[Task prompt] For each line below that holds "grass", return the line as it stands.

Items from a dataset:

►

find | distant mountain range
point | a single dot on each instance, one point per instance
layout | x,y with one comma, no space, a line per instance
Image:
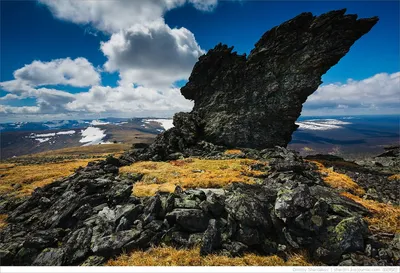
349,136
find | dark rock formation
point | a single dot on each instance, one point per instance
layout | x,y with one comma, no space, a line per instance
90,216
254,101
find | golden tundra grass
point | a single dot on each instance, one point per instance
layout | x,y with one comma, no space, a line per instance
385,217
169,256
190,173
3,222
35,175
394,177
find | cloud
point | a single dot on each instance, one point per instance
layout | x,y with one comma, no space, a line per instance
79,72
380,92
204,5
116,15
130,100
142,47
154,55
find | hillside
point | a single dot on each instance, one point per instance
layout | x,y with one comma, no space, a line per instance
220,186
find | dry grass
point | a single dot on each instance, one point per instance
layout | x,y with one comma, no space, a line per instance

◄

[Solution to the exercise]
find | golden tundra grass
find | dry grass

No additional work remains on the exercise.